• _TEXT PASSAGE_:
## START
Businesses are spending $2.3 billion each year on broadband services in addition to the $13 billion they spend on basic broadband access. According to a news analysis released by Point Topic, the total market for broadband, including both business and consumer spending, tops $50 billion annually.

Point Topic, a British firm dedicated to studying the broadband communications market, analyzed what they refer to as broadband value-added services (BVAS). They define these services as broadband applications as well as the platforms for these applications such as security services and Internet protocol virtual private networks (IP VPN). In early 2004, BVAS services accounted for approximately 18 percent of business broadband revenue. The Point Topic analysis indicates that the BVAS market has the potential to grow more quickly than basic broadband access.

By far the largest portion of today's BVAS market is security services and IP VPN. The average per-line cost for security services is approximately $10 per month according to Point Topic; that calculates to a $1.3 billion per year. The analysis also projected $1.2 billion in annual spending on IP VPN connections this year for the approximately 250,000 business sites using these connections over low-cost broadband lines. Approximately 25 percent of this projected spend is for BVAS with the rest allocated to broadband access costs.

As of March 2004, Point Topic's analysis estimated the total number of broadband lines worldwide at 1.117 billion. That benchmark is a 12.3-million-line increase from the firm's estimates at the close of 2003. According to the analysis, 66 percent of broadband lines use DSL. Cable modems and other broadband technologies comprise the remaining 34 percent.

Looking to the future, Point Topic focused on application services providers (ASPs), videoconferencing, voice-over-IP (VoIP), and remote data backup. According to the analysis, total ASP revenue is approximately $500 million annually, VoIP and video conferencing each account for $40 million, and remote data backup generate $125 million. Many businesses spend significantly to operate legacy versions of these types of applications over frame-relay, ISDN, or private networks while other companies use free versions available over the Internet.
## END
• _WRITTEN INSTRUCTION 1_: Format every one of the rows below as a JSON list of strings, with one string per line and blank lines left out.

• _TASK MATERIAL_:
## START
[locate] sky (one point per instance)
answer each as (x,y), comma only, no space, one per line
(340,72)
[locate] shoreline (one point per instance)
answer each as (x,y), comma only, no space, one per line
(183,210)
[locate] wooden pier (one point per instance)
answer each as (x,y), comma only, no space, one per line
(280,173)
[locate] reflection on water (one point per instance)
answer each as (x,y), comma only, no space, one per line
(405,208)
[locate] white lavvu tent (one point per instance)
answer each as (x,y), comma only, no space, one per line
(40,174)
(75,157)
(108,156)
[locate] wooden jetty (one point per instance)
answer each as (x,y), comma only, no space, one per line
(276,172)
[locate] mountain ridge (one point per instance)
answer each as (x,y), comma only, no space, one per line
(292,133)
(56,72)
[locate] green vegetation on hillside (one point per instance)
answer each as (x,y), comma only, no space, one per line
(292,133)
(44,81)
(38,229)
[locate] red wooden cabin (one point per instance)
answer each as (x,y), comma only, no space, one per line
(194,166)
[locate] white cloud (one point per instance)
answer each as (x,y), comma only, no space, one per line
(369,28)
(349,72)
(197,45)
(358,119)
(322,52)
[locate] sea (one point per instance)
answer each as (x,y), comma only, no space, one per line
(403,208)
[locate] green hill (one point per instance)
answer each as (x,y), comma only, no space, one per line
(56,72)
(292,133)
## END
• _WRITTEN INSTRUCTION 2_: Reproduce the broadband spending passage above word for word, from "Businesses are spending" up to and including "tops $50 billion annually.".

• _WRITTEN SOLUTION 1_:
[
  "[locate] sky (one point per instance)",
  "answer each as (x,y), comma only, no space, one per line",
  "(340,72)",
  "[locate] shoreline (one point per instance)",
  "answer each as (x,y), comma only, no space, one per line",
  "(183,210)",
  "[locate] wooden pier (one point per instance)",
  "answer each as (x,y), comma only, no space, one per line",
  "(280,173)",
  "[locate] reflection on water (one point per instance)",
  "answer each as (x,y), comma only, no space, one per line",
  "(405,208)",
  "[locate] white lavvu tent (one point per instance)",
  "answer each as (x,y), comma only, no space, one per line",
  "(40,174)",
  "(75,157)",
  "(108,156)",
  "[locate] wooden jetty (one point per instance)",
  "answer each as (x,y), comma only, no space, one per line",
  "(276,172)",
  "[locate] mountain ridge (one point per instance)",
  "answer each as (x,y), comma only, no space, one per line",
  "(292,133)",
  "(56,72)",
  "[locate] green vegetation on hillside (one point per instance)",
  "answer each as (x,y), comma only, no space, one per line",
  "(292,133)",
  "(44,81)",
  "(38,229)",
  "[locate] red wooden cabin (one point per instance)",
  "answer each as (x,y), comma only, no space, one per line",
  "(194,166)",
  "[locate] white cloud (one point per instance)",
  "answer each as (x,y), comma only, no space, one per line",
  "(369,28)",
  "(349,72)",
  "(197,45)",
  "(358,119)",
  "(322,52)",
  "[locate] sea (one point per instance)",
  "answer each as (x,y), comma only, no space, one per line",
  "(403,208)",
  "[locate] green hill (one point per instance)",
  "answer each as (x,y), comma only, no space, one per line",
  "(56,72)",
  "(292,133)"
]

• _WRITTEN SOLUTION 2_:
Businesses are spending $2.3 billion each year on broadband services in addition to the $13 billion they spend on basic broadband access. According to a news analysis released by Point Topic, the total market for broadband, including both business and consumer spending, tops $50 billion annually.